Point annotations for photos
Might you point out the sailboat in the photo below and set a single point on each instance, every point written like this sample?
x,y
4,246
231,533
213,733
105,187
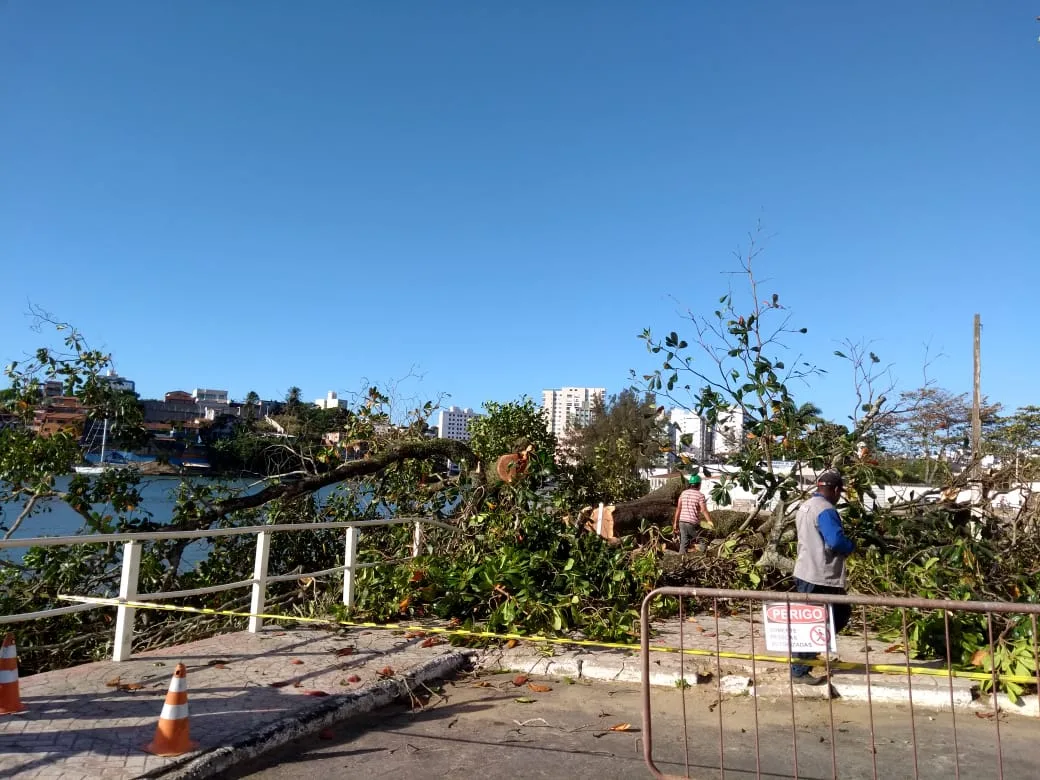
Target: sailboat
x,y
101,466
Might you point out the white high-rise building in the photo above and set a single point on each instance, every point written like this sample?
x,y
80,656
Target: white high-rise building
x,y
569,407
453,423
331,401
728,432
687,424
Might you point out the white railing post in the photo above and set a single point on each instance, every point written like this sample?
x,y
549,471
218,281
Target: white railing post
x,y
259,580
128,592
349,559
417,539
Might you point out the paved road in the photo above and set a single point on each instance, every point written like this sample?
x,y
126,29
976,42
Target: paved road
x,y
481,729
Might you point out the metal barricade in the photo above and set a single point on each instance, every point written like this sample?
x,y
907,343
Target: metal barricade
x,y
957,701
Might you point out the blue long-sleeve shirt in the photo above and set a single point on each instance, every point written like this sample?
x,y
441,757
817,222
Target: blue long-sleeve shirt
x,y
829,524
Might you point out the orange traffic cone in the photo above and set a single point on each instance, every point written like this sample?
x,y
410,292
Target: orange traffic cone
x,y
10,700
172,734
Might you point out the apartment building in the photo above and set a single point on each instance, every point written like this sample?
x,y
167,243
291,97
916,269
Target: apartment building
x,y
570,407
453,423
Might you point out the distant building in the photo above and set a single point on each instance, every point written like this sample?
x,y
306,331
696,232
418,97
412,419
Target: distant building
x,y
690,435
453,423
728,433
205,396
570,407
331,401
63,413
120,384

_TASK OBJECTIVE_
Rewrite all of the records above, swapping "point out" for "locate" and leaving everything else unchanged. Omit the pictures from your answer.

_OUTPUT OF THE TASK_
Might you locate the sailboat in the photo below and set a single point on each instance, every point written like this sample?
x,y
4,246
231,533
213,733
105,187
Target: sailboat
x,y
101,466
Might you locate the white high-rise building in the photo above and set a single point on each instance, every point written like this sample?
x,y
80,656
Target: white high-rise building
x,y
569,407
453,423
331,401
728,432
687,424
Might you locate the white railing post in the photo above and set a single point on each instance, every point written like this sample?
x,y
549,471
218,281
Target: white railing post
x,y
259,580
128,592
349,559
417,539
Might you locate the paved road in the photo above and set a single point on each instance, every point written like this sample?
x,y
126,29
976,42
Target: paved road
x,y
481,729
Might you locate the metal barricade in the photo above and set a single point on each instance, every point written like this sample?
x,y
907,343
Target: metal barricade
x,y
957,701
Might you locate the blue long-sleeve shirt in the photo above and set a single point on each instance, every point written like this sample?
x,y
441,757
817,222
Target: blue long-sleeve shirt
x,y
829,524
Might you locate the orange traffic cone in the photo above and set a single point on each instance, every point written like this sample?
x,y
410,292
Target: orange traffic cone
x,y
10,700
172,734
Might you locate the apartment building in the photo above and set a single point on each instance, every point written like this sample?
x,y
167,243
291,97
916,269
Target: apartment building
x,y
570,407
453,423
Might you locate the distant building in the photo above and set a single point on each instance, every point written like this sample?
x,y
306,331
696,232
418,97
412,419
Target: distant building
x,y
690,435
453,423
728,433
205,396
570,407
331,401
63,413
120,384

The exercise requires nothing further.